- [GOAL]
In the records from the line containing "red-roofed building -> box" through the end, inclusive, substitute "high-rise" for "skyscraper". Reproduce only those lines with nothing else altered.

- [TASK INPUTS]
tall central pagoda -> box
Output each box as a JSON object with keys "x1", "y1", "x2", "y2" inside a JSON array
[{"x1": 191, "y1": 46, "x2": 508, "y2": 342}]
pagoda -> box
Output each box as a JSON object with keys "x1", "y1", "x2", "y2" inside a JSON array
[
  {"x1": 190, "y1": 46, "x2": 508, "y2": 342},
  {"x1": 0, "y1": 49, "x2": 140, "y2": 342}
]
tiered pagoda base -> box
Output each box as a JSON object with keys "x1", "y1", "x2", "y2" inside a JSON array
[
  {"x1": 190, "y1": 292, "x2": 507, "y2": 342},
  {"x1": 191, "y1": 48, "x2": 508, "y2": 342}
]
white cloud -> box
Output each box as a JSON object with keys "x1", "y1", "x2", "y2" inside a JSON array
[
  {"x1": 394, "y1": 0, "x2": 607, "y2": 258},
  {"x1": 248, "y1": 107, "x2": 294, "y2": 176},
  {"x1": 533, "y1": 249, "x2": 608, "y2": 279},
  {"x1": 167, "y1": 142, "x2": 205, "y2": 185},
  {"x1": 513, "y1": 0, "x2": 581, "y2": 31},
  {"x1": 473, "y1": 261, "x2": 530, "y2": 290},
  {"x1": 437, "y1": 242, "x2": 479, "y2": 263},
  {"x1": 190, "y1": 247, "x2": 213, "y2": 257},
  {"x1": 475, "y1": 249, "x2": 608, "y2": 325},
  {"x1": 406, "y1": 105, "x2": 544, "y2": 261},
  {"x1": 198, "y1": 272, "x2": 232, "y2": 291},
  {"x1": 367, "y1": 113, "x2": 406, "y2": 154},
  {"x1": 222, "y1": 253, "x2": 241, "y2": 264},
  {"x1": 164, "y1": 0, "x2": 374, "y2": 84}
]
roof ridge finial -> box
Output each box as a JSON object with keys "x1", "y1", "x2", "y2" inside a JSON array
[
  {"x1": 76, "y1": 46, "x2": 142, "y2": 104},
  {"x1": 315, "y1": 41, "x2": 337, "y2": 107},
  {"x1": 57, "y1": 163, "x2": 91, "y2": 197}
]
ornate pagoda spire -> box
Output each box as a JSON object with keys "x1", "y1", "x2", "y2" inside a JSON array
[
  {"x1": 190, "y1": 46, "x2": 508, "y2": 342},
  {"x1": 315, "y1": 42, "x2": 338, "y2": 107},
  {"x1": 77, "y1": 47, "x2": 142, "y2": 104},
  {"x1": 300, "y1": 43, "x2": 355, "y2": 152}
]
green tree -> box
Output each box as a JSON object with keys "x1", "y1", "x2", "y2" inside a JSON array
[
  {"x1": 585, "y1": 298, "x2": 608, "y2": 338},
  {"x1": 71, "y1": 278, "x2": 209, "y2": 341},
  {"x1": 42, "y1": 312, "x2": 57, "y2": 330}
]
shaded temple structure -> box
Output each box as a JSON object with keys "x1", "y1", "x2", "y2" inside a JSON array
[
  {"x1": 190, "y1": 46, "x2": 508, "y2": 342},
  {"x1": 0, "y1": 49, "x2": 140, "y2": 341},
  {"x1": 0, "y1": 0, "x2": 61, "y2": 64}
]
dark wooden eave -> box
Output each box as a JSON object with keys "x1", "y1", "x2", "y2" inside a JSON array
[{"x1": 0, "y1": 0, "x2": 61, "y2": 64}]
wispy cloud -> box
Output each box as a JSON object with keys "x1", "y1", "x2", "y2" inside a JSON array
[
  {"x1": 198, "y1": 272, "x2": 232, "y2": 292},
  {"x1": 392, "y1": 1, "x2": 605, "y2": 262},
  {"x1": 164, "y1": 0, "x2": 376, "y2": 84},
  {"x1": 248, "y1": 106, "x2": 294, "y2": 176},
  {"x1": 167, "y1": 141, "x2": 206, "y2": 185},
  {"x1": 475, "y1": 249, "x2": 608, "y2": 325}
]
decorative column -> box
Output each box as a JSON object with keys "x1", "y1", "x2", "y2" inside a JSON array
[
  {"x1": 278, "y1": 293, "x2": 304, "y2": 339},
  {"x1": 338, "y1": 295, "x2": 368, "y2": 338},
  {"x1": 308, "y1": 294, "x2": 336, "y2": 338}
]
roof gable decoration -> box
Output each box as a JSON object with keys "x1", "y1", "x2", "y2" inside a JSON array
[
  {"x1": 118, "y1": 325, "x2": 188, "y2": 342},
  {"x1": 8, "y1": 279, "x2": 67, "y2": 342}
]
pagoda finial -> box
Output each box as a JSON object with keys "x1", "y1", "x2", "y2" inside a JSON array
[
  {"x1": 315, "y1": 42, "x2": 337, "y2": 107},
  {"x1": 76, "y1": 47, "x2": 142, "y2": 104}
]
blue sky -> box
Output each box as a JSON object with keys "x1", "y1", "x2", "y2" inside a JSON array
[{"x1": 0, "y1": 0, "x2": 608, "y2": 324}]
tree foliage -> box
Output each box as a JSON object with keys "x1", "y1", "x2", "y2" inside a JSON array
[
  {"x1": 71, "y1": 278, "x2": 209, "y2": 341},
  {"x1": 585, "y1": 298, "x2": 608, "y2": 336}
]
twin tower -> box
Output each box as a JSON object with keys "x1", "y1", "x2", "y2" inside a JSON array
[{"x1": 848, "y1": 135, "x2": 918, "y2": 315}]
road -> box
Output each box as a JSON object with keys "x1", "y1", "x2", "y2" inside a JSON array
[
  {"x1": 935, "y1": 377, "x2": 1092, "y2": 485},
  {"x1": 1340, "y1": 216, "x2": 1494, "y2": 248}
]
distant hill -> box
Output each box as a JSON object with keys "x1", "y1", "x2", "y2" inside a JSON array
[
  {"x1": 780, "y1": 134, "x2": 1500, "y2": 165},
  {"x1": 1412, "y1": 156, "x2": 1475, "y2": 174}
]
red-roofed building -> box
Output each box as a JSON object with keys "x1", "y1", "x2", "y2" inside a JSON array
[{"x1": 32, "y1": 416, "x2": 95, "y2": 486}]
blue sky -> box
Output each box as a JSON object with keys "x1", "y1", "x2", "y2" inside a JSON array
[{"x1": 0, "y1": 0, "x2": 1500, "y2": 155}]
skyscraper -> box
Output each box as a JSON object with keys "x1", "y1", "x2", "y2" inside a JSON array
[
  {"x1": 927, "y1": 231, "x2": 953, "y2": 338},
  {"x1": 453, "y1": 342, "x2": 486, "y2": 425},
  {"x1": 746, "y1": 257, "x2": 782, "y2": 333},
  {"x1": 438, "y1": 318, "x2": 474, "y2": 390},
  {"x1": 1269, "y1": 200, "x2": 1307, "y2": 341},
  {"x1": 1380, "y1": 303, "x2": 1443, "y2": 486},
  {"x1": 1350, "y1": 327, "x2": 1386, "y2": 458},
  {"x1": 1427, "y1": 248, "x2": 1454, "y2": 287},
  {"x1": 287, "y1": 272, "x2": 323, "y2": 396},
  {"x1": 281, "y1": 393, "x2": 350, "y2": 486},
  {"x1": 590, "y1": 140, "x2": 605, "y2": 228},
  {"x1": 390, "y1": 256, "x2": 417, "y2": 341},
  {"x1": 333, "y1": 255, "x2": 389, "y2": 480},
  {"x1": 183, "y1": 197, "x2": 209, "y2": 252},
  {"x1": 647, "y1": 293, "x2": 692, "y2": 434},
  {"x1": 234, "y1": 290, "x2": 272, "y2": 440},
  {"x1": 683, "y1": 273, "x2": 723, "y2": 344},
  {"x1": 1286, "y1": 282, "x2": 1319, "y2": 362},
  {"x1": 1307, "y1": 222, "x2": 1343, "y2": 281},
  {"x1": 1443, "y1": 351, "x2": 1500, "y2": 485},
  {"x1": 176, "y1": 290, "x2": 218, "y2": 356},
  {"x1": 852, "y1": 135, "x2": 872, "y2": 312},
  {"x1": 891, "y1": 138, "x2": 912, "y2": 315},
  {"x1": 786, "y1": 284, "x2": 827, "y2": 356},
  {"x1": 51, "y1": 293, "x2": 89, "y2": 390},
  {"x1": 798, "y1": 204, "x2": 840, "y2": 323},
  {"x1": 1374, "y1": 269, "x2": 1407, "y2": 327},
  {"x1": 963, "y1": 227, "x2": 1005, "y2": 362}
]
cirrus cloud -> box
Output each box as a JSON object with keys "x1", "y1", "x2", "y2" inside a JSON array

- [THE ANSWER]
red-roofed building -> box
Output each box as a JSON object with keys "x1", "y1", "x2", "y2" inside a JSON array
[{"x1": 32, "y1": 416, "x2": 95, "y2": 486}]
blue sky -> box
Output each box as a JSON object with keys "x1", "y1", "x2", "y2" inside a JSON array
[{"x1": 0, "y1": 0, "x2": 1500, "y2": 155}]
high-rise -> box
Output each box as a JSON object with keys "x1", "y1", "x2", "y2" inside a JSON array
[
  {"x1": 927, "y1": 231, "x2": 953, "y2": 338},
  {"x1": 453, "y1": 342, "x2": 486, "y2": 425},
  {"x1": 746, "y1": 257, "x2": 782, "y2": 333},
  {"x1": 438, "y1": 318, "x2": 474, "y2": 390},
  {"x1": 1269, "y1": 200, "x2": 1307, "y2": 341},
  {"x1": 1380, "y1": 303, "x2": 1443, "y2": 486},
  {"x1": 1350, "y1": 327, "x2": 1386, "y2": 458},
  {"x1": 1427, "y1": 248, "x2": 1454, "y2": 287},
  {"x1": 287, "y1": 272, "x2": 323, "y2": 396},
  {"x1": 281, "y1": 393, "x2": 350, "y2": 486},
  {"x1": 590, "y1": 140, "x2": 605, "y2": 228},
  {"x1": 390, "y1": 256, "x2": 417, "y2": 341},
  {"x1": 333, "y1": 255, "x2": 389, "y2": 480},
  {"x1": 183, "y1": 197, "x2": 209, "y2": 252},
  {"x1": 647, "y1": 293, "x2": 692, "y2": 434},
  {"x1": 234, "y1": 290, "x2": 272, "y2": 440},
  {"x1": 683, "y1": 273, "x2": 723, "y2": 344},
  {"x1": 1286, "y1": 282, "x2": 1319, "y2": 362},
  {"x1": 1307, "y1": 222, "x2": 1343, "y2": 281},
  {"x1": 1443, "y1": 351, "x2": 1500, "y2": 485},
  {"x1": 176, "y1": 290, "x2": 218, "y2": 356},
  {"x1": 852, "y1": 135, "x2": 872, "y2": 312},
  {"x1": 891, "y1": 138, "x2": 912, "y2": 315},
  {"x1": 786, "y1": 284, "x2": 827, "y2": 356},
  {"x1": 51, "y1": 293, "x2": 89, "y2": 390},
  {"x1": 798, "y1": 204, "x2": 840, "y2": 323},
  {"x1": 1374, "y1": 269, "x2": 1407, "y2": 327},
  {"x1": 963, "y1": 227, "x2": 1005, "y2": 362}
]
cirrus cloud -> box
Output each box as a JSON object with keys "x1", "y1", "x2", "y2" inside a JSON array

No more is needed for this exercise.